[Stored items]
* * * * * * *

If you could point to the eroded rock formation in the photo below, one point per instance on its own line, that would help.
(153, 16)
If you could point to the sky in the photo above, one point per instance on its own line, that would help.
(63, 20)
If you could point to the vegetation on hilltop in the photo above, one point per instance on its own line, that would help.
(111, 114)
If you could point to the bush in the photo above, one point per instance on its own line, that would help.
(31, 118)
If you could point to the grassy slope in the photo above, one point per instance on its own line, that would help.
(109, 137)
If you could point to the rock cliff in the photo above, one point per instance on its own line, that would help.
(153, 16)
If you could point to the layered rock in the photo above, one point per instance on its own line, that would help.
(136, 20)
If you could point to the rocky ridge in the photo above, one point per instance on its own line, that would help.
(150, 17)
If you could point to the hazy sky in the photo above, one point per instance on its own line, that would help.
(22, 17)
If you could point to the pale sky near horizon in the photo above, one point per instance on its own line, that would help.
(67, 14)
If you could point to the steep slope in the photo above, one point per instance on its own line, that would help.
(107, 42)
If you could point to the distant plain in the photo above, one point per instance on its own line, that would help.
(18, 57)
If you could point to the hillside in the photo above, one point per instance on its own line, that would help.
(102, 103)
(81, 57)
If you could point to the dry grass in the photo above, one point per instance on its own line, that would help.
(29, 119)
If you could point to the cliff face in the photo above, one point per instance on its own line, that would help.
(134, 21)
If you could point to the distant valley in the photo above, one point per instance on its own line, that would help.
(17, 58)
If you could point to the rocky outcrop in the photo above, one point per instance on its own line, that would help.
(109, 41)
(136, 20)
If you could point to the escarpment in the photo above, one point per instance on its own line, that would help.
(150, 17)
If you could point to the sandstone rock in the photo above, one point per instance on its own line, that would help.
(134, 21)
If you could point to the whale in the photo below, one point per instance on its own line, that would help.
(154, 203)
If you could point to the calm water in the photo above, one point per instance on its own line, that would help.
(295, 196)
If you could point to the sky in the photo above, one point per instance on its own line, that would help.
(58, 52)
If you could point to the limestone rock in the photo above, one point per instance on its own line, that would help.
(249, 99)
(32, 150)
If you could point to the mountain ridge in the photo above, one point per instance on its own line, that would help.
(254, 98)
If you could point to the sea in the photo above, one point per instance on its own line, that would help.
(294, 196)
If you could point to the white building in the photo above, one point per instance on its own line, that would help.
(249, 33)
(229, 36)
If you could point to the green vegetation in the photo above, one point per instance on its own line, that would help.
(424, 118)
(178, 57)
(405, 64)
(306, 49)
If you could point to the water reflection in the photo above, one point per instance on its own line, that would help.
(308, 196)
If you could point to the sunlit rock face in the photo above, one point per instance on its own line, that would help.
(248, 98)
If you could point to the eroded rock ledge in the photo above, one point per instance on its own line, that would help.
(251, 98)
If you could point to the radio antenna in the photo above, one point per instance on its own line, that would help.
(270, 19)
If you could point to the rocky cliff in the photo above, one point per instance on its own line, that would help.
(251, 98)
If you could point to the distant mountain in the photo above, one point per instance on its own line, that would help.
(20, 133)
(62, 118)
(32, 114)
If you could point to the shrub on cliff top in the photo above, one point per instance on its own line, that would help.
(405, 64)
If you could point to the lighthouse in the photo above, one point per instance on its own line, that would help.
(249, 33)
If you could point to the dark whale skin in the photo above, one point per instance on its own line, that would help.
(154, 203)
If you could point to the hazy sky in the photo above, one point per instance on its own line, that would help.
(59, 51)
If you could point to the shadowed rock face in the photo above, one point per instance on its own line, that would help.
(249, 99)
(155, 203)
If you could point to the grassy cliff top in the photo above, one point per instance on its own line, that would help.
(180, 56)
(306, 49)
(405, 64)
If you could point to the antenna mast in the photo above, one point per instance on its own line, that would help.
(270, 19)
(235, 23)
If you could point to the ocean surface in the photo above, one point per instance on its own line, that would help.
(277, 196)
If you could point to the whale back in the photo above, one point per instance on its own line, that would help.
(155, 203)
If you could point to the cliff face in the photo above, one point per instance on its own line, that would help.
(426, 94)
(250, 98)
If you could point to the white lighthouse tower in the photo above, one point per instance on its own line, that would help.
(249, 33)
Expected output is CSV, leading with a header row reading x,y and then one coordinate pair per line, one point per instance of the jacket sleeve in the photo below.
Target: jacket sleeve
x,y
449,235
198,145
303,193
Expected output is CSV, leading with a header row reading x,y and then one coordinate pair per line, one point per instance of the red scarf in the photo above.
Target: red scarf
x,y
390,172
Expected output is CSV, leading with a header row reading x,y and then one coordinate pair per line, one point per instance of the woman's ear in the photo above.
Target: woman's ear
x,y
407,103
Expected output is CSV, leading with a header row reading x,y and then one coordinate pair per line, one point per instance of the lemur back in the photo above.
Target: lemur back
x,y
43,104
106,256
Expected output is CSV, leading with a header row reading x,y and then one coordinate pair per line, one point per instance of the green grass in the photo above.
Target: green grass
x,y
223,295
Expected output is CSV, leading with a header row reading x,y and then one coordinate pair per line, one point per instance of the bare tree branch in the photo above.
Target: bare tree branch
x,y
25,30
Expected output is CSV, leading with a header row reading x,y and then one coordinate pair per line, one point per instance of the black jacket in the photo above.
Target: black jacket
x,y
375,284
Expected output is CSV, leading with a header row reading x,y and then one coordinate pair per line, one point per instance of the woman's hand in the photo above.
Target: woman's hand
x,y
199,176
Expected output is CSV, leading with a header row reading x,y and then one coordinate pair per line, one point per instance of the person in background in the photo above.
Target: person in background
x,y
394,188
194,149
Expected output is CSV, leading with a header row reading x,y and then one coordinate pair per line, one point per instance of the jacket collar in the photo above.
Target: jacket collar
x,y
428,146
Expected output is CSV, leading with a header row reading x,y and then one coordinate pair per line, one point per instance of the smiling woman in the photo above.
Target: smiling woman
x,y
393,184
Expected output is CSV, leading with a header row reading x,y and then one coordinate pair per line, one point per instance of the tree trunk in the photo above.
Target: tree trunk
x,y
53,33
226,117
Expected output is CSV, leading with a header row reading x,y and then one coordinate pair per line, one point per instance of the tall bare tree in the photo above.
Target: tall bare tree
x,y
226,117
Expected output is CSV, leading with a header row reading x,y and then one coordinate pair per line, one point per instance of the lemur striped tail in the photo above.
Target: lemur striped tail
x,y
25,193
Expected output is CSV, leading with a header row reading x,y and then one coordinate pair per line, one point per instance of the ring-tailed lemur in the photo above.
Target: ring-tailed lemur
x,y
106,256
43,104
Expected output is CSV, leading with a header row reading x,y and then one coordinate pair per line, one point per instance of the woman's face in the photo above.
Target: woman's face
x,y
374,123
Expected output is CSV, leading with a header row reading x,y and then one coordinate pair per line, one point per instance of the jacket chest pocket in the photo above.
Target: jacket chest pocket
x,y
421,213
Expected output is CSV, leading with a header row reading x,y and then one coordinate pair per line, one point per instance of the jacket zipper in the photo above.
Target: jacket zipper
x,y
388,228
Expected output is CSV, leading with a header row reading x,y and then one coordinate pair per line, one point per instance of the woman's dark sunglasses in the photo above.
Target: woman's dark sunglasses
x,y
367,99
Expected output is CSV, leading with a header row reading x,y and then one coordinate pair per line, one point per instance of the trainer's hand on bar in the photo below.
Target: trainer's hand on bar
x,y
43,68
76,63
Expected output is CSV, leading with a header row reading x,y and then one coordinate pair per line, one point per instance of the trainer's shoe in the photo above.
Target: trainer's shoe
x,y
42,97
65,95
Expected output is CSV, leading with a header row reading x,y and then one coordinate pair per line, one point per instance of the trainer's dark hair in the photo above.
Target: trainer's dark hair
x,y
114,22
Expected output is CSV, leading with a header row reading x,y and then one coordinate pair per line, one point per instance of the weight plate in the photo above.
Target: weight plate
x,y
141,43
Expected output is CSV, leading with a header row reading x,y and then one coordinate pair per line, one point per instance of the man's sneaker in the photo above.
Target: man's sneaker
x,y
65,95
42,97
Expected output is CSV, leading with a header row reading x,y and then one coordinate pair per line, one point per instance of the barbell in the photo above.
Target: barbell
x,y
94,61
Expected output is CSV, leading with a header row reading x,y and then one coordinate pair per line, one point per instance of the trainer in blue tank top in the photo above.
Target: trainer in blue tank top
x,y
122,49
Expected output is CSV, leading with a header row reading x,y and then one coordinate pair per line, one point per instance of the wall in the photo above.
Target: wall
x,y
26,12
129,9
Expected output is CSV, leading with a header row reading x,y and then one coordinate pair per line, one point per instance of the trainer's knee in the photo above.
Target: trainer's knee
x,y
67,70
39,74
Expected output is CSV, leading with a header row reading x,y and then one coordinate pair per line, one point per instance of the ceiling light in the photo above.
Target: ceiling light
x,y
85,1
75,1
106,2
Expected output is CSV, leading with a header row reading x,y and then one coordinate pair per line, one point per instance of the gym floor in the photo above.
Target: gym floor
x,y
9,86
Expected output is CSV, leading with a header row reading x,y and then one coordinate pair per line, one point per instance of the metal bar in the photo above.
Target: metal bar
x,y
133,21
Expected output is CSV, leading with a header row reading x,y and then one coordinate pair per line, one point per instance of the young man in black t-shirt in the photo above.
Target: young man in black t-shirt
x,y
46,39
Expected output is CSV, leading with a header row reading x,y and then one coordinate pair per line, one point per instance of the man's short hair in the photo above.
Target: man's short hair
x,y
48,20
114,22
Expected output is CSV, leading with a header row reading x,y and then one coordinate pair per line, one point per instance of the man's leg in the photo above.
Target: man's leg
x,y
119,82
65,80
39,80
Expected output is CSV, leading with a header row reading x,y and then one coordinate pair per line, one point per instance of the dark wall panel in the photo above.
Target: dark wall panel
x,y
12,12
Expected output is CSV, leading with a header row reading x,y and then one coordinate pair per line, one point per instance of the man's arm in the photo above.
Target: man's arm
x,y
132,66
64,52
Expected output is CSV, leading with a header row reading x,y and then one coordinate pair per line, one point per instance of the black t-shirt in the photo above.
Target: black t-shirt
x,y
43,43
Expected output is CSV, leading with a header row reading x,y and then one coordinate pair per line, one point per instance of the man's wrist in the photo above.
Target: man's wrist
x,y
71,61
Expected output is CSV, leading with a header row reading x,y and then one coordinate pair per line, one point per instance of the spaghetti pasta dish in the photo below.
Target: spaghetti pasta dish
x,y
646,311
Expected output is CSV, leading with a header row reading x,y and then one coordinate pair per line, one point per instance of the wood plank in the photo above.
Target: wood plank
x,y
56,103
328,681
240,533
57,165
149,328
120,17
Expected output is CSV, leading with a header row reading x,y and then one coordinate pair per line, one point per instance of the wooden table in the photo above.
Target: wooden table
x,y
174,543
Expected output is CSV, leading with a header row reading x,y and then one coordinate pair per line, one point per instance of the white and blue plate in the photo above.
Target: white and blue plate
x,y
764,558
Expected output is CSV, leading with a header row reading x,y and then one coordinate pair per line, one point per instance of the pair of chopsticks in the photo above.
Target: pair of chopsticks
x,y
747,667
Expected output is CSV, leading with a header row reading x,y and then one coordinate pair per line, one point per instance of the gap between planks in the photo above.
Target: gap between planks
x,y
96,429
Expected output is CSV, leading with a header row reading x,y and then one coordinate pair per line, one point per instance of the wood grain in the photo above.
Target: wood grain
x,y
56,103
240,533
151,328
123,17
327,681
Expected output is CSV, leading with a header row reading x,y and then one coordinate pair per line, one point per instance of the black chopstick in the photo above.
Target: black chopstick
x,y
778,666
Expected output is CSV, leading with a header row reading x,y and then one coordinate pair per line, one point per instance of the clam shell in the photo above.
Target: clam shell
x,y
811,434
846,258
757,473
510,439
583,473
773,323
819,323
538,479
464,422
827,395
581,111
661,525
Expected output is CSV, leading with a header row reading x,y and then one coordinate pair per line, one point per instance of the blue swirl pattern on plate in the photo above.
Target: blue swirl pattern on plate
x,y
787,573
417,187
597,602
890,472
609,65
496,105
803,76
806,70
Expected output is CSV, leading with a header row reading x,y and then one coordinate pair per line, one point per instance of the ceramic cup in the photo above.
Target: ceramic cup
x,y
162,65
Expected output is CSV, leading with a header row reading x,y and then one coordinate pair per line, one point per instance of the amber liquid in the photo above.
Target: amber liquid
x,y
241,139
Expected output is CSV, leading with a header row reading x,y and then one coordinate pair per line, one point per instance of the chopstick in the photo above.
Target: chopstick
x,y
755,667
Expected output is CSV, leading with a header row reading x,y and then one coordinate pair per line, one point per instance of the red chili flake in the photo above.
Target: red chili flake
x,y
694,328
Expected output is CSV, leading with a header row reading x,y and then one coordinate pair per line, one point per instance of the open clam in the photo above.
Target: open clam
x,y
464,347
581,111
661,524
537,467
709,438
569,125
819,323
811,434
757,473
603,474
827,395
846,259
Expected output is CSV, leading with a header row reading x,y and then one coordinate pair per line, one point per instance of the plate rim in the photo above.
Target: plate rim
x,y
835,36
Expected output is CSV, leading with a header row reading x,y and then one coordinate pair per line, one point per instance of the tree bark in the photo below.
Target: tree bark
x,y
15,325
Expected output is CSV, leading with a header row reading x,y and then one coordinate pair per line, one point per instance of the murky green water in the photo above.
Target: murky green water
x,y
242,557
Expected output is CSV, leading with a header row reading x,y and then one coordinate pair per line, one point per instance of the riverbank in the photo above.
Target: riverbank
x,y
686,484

* * * * * * *

# [WHAT THE TASK REQUIRES]
Set down only the line containing "Target: plate rim" and the lines after it through the end, exactly as they appear above.

# [SOLUTION TO THE PROBLEM]
Target: plate rim
x,y
835,36
Expected output is CSV, leading with a header row reading x,y and then one coordinate pair per line, one point per instance of the tree bark in the photo below.
Target: tree bark
x,y
15,325
Expected output is CSV, leading with a header row reading x,y and then one coordinate pair per line, one point per instance of the murky green water in the photo above.
Target: murky green water
x,y
242,557
Expected output is CSV, leading with a header row reading x,y and then one coordinate pair per line, one point per instance of the riverbank in the photo above.
Target: riverbank
x,y
686,484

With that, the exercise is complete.